→ **What you are asked to do**:
Please rewrite the data from the line with "Outline every instance of the cello string." up to and including the line with "160L415 145L417 145L417", replacing "cello string" with "violin string" and leaving everything else unchanged.

→ **Excerpt from a dataset**:
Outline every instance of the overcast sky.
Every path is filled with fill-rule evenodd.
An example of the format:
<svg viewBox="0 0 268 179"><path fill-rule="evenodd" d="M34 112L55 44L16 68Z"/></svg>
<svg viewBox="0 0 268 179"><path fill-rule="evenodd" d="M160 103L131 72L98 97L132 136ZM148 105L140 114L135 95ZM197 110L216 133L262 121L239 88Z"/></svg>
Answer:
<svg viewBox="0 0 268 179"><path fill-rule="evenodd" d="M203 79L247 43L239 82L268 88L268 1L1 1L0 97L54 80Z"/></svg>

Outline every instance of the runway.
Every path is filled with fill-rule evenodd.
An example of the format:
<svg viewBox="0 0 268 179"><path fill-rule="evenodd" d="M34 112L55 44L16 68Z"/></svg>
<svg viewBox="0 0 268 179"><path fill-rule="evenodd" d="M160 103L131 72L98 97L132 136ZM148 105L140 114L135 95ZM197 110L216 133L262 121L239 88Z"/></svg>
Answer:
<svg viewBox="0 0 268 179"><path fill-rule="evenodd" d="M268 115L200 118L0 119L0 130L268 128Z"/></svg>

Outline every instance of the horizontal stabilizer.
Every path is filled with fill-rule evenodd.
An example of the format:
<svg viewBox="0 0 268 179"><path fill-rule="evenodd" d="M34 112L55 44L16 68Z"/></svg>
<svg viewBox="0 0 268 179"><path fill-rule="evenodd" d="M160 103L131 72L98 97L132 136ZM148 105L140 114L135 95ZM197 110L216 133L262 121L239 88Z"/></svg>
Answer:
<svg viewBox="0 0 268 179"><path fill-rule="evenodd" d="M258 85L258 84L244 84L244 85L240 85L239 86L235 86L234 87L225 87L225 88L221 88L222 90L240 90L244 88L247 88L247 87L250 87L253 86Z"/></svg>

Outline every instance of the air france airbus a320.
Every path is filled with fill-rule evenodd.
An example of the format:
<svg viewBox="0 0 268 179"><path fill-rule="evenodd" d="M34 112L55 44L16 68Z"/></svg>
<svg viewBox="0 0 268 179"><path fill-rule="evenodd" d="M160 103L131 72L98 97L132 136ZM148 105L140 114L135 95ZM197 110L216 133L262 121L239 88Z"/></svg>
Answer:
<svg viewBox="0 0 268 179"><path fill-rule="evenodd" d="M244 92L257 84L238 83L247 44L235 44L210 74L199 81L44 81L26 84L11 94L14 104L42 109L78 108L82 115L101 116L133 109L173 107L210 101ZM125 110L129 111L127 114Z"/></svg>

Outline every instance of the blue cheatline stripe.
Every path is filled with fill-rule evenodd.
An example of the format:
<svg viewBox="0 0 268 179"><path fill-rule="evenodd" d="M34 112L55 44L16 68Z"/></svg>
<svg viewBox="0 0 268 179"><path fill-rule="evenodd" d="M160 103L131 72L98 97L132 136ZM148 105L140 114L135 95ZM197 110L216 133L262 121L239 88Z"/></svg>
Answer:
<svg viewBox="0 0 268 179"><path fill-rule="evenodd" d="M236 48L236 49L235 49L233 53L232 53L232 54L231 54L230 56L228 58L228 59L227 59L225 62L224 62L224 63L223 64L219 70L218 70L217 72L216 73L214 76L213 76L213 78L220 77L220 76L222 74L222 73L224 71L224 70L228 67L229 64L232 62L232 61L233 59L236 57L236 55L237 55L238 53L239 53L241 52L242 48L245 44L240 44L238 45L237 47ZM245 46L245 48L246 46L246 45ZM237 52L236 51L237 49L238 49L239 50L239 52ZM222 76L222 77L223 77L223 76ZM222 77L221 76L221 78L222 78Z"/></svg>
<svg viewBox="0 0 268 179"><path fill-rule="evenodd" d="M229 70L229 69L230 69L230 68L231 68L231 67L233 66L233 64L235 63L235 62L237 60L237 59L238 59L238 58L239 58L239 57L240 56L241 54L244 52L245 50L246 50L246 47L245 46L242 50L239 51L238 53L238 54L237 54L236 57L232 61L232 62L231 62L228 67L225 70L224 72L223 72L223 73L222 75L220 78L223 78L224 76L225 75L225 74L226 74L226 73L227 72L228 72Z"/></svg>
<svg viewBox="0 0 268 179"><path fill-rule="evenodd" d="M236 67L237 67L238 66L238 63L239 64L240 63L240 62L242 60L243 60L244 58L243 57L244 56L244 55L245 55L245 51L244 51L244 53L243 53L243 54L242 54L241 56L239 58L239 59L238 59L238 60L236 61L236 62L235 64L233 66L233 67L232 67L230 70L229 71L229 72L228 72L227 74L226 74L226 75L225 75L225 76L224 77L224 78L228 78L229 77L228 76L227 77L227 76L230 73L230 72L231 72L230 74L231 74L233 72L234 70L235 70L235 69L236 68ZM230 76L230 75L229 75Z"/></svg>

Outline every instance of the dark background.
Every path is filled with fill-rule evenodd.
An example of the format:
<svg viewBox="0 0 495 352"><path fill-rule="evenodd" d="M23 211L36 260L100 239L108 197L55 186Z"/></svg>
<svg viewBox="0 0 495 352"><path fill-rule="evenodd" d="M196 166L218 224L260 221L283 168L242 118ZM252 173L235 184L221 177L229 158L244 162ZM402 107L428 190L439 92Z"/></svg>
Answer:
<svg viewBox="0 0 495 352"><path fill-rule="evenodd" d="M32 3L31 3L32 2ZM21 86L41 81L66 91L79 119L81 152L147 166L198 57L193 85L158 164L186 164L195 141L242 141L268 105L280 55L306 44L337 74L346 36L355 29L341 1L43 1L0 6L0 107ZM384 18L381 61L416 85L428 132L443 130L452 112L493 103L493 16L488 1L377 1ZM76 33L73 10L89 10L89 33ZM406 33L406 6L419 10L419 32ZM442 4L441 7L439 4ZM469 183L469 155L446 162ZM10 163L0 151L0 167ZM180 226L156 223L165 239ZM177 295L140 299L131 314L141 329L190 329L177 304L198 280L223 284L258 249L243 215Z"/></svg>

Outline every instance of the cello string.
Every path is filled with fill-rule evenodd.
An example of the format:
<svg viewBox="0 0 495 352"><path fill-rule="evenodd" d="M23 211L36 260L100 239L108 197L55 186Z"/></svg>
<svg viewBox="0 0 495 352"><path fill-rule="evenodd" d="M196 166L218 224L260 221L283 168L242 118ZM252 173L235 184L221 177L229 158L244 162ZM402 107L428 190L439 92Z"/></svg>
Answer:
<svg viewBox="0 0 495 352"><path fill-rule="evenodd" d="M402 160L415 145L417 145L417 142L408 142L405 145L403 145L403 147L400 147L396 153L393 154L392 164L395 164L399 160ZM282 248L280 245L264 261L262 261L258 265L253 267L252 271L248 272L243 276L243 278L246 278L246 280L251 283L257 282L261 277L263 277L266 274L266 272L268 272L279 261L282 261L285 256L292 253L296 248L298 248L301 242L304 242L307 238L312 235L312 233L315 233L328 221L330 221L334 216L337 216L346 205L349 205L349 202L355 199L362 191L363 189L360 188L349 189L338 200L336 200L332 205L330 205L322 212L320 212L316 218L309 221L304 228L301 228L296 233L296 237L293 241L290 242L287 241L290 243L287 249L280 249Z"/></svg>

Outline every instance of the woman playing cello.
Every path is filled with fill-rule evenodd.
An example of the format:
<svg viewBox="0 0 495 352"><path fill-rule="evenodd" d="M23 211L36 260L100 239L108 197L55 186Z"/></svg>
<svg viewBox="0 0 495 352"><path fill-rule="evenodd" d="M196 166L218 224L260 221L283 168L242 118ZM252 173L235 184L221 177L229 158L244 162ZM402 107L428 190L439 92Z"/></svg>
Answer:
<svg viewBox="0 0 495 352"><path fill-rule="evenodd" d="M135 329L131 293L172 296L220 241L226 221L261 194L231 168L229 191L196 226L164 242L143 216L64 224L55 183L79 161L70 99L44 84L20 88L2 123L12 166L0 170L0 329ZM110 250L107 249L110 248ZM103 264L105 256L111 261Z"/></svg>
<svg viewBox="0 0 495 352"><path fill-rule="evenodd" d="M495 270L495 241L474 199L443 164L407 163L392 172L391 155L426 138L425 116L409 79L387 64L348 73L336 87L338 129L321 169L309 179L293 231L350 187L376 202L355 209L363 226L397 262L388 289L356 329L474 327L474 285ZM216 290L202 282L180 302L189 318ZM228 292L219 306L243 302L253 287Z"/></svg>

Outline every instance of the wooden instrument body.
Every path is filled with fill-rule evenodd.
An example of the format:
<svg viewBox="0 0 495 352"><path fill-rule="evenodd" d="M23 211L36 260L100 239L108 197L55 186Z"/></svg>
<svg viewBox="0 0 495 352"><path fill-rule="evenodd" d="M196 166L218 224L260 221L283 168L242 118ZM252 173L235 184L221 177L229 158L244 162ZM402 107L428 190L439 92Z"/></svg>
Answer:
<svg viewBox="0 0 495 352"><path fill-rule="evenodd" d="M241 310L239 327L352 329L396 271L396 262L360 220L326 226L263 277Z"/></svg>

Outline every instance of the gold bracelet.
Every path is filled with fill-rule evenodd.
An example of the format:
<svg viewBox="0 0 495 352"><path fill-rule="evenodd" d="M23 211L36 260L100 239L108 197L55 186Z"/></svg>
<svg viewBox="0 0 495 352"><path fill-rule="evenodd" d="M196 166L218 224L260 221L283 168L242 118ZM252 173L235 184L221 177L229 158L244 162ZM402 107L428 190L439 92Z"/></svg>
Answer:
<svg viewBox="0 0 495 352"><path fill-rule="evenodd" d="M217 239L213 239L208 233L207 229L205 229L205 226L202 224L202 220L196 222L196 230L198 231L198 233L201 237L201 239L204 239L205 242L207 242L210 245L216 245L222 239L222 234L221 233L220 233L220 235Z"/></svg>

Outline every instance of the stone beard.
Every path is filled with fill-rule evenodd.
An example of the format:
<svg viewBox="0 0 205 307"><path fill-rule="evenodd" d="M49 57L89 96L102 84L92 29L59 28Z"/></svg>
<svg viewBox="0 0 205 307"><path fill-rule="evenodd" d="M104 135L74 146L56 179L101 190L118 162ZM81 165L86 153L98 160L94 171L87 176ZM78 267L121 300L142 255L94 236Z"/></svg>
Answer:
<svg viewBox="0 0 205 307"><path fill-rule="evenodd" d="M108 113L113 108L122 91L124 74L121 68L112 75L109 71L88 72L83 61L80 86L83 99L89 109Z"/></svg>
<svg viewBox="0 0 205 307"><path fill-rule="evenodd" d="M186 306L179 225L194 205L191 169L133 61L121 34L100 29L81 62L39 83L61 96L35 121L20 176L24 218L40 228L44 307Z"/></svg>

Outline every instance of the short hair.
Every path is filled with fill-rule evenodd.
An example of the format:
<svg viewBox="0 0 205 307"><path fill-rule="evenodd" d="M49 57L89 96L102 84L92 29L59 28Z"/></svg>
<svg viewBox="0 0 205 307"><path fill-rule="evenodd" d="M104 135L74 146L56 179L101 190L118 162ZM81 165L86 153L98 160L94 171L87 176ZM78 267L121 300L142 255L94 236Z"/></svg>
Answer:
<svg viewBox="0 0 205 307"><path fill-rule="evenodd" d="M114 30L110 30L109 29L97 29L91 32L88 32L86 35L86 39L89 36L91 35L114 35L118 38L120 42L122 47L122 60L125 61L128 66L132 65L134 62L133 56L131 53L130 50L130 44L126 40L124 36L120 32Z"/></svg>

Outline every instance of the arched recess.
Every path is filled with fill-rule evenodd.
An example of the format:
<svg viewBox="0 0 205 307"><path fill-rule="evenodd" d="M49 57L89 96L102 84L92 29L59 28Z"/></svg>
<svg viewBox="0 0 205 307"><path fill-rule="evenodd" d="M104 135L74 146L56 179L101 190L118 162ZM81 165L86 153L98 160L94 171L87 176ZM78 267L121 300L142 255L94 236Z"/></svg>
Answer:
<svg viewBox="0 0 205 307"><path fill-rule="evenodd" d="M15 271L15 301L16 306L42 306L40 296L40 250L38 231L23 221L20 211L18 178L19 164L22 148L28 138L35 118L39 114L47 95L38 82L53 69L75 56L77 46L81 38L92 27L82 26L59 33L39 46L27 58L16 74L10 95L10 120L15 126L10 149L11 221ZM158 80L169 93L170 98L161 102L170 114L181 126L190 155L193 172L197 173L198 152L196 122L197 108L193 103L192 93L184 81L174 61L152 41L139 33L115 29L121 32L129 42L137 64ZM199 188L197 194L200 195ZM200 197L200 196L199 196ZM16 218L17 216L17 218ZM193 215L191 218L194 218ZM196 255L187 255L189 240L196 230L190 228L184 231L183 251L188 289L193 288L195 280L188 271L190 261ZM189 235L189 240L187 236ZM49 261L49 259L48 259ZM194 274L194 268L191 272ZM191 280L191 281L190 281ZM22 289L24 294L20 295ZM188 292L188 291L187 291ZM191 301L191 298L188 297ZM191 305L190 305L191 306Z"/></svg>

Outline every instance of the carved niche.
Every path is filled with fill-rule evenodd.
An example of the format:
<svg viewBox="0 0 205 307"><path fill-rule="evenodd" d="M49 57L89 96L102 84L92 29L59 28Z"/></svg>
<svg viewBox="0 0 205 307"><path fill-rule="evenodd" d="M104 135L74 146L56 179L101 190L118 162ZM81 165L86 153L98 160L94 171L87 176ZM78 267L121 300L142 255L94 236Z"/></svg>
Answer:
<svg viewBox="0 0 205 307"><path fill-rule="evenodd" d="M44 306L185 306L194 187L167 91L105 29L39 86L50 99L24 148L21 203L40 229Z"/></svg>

→ **Answer to this task**:
Outline every instance of the violin string.
Every path is filled with fill-rule evenodd.
An example of the format:
<svg viewBox="0 0 495 352"><path fill-rule="evenodd" d="M23 211L36 260L100 239L108 197L55 186Z"/></svg>
<svg viewBox="0 0 495 352"><path fill-rule="evenodd" d="M196 166L218 224L260 221L283 168L242 118ZM252 173L235 184L221 177L229 158L244 162ZM402 107L428 190L439 92Z"/></svg>
Answer:
<svg viewBox="0 0 495 352"><path fill-rule="evenodd" d="M402 160L415 145L417 145L417 142L408 142L405 145L403 145L403 147L400 147L396 153L393 154L392 164L395 164L399 160ZM282 248L280 245L264 261L262 261L258 265L253 267L252 271L248 272L243 276L243 278L246 278L246 280L251 283L257 282L261 277L263 277L266 274L266 272L268 272L279 261L282 261L285 256L292 253L296 248L298 248L301 242L304 242L307 238L312 235L312 233L315 233L328 221L330 221L334 216L337 216L346 205L349 205L349 202L355 199L362 191L363 189L360 188L349 189L338 200L336 200L332 205L330 205L322 212L320 212L316 218L309 221L304 228L301 228L296 233L296 237L293 241L290 242L287 241L290 243L287 249L280 249Z"/></svg>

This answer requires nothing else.